──────── Source excerpt ────────
The functionality of pcapFS regarding SMB currently includes creation of SMB control files (one SMB control file per underlying TCP connection) which contain information about all transferred SMB messages. SMB control files are obtainable by use of the option --show-metadata
. PcapFS also creates so-called SMB server files. These are the server-side files which are accessed during a captured SMB connection. These files are either accessed directly by SMB2_CREATE
messages or we know from the context that the respective file(s) exists, e.g. through conducted search queries (SMB2_QUERY_DIRECTORY
and SMB2_QUERY_INFO
messages). Knowing these files, pcapFS reconstructs, as far as possible, the known parts of the server-side directory hierarchy. For now, only file metadata (file name, timestamps, file size) is set for SMB server files.
Details about how everything works is given in the further course. Let's start with a quick overview over the SMB-related source code files with their respective responsibilities:
- In smb.cpp/smb.h, everything regarding SMB starts, it is also responsible for creating SMB control files which protocol all transferred SMB messages.
──────── Information provided ────────
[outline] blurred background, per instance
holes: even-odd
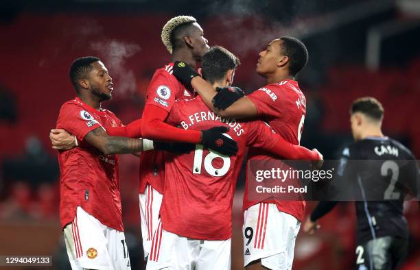
[[[264,85],[257,54],[272,39],[301,39],[310,53],[298,80],[307,100],[302,145],[334,159],[352,141],[349,108],[362,96],[385,108],[384,132],[420,157],[419,0],[74,0],[0,2],[0,254],[52,255],[69,269],[58,220],[57,152],[48,135],[61,104],[75,95],[73,60],[97,56],[115,83],[104,106],[124,123],[141,115],[155,69],[170,62],[161,42],[170,18],[190,14],[210,45],[241,60],[235,85]],[[138,159],[121,158],[126,241],[133,269],[141,269]],[[234,201],[232,269],[242,269],[243,174]],[[310,201],[307,214],[316,202]],[[417,204],[406,202],[410,254],[403,269],[420,269]],[[354,269],[353,204],[341,203],[315,236],[301,232],[294,269]],[[17,268],[16,268],[17,269]],[[32,267],[31,269],[34,269]]]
────────
Exercise requirements:
**1.** From the pcapFS SMB text, return everything from "The functionality of" down to "for SMB server files.", reproducing the wording verbatim.
**2.** Supply the next part of the text on pcapFS and SMB, continuing after its final sentence.

Per-task answers:
**1.**
The functionality of pcapFS regarding SMB currently includes creation of SMB control files (one SMB control file per underlying TCP connection) which contain information about all transferred SMB messages. SMB control files are obtainable by use of the option --show-metadata
. PcapFS also creates so-called SMB server files. These are the server-side files which are accessed during a captured SMB connection. These files are either accessed directly by SMB2_CREATE
messages or we know from the context that the respective file(s) exists, e.g. through conducted search queries (SMB2_QUERY_DIRECTORY
and SMB2_QUERY_INFO
messages). Knowing these files, pcapFS reconstructs, as far as possible, the known parts of the server-side directory hierarchy. For now, only file metadata (file name, timestamps, file size) is set for SMB server files.

**2.**
- smb_packet.cpp/smb_packet.h are responsible for parsing SMB packets. One SMB packet consists of one SMB header and one SMB message body.
- smb_messages.h parses the SMB message body of an SMB packet w.r.t. the message type.
- smb_structs.h and smb_constants.h define structs, enums, response codes etc. needed for parsing and memorizing relevant SMB-related information.
- smb_utils.cpp/smb_utils.h contain functions frequently needed for handling SMB traffic.
- serverfile.cpp/serverfile.h define a super-class for virtual files representing server-side files which are accessed via protocols like SMB, NFS, etc.
-
smb_serverfile.cpp/smb_serverfile.h inherit from the
serverfile
super-class and represent server-side files ("real" files and directories) accessed via SMB. - smb_manager.cpp/smb_manager.h is the connecting piece between the parts responsible for parsing SMB traffic and SMB server files. It memorizes and manages per SMB server endpoint all server files as well as all SMB-related mappings that are needed to be kept in mind.
Here, we give a detailed explanation of the SMB parsing process. The parsing is designed on the basis of Microsoft's documentation of SMB version 2 and 3, so you need to be somehow familiar with that.
There are multiple ways of how SMB traffic is embedded in network packets. SMB can be realized on top of raw TCP, NetBIOS over TCP, QUIC and RDMA. PcapFS currently only supports SMB over TCP and SMB over NetBIOS over TCP. When such communication is detected, smb.cpp initiates the parsing of the "SMB packets" contained in the respective TCP payload. One SMB packet consists of one SMB header and one SMB message body.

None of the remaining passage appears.